# DATASET CONTENT
#####

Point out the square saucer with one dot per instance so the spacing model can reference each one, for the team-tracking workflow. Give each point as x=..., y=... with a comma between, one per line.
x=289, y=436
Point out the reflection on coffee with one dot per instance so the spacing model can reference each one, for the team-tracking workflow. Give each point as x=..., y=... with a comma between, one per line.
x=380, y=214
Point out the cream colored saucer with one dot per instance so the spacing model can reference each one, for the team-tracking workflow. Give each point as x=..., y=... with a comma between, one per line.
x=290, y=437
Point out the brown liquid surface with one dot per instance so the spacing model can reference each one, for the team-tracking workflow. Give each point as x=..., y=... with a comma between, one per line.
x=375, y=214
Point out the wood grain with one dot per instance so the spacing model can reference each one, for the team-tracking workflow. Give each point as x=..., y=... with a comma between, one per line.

#####

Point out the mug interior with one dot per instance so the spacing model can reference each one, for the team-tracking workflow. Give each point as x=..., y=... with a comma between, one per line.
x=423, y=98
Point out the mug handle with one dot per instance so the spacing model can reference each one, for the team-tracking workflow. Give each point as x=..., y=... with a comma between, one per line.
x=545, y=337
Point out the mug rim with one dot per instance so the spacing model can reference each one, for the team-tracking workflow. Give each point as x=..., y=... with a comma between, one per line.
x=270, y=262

#####

Copy verbatim, from the listing above, each line from the one containing "Point out the cream" down to the one containing "Point out the wood", inclusive.

Point out the cream colored saucer with one dot per instance so the spacing model can reference each one, for the team-tracking workflow. Give each point as x=..., y=... with a comma between, one per line.
x=290, y=437
Point out the brown liquid surface with one dot per instance so the spacing model can reference each one, for the team-tracking workflow. Give each point as x=..., y=... with a comma between, one per line.
x=375, y=214
Point out the wood grain with one dot per instance so the spacing model can reference each one, for the team-tracking workflow. Give each point as x=..., y=... with a comma between, one per line.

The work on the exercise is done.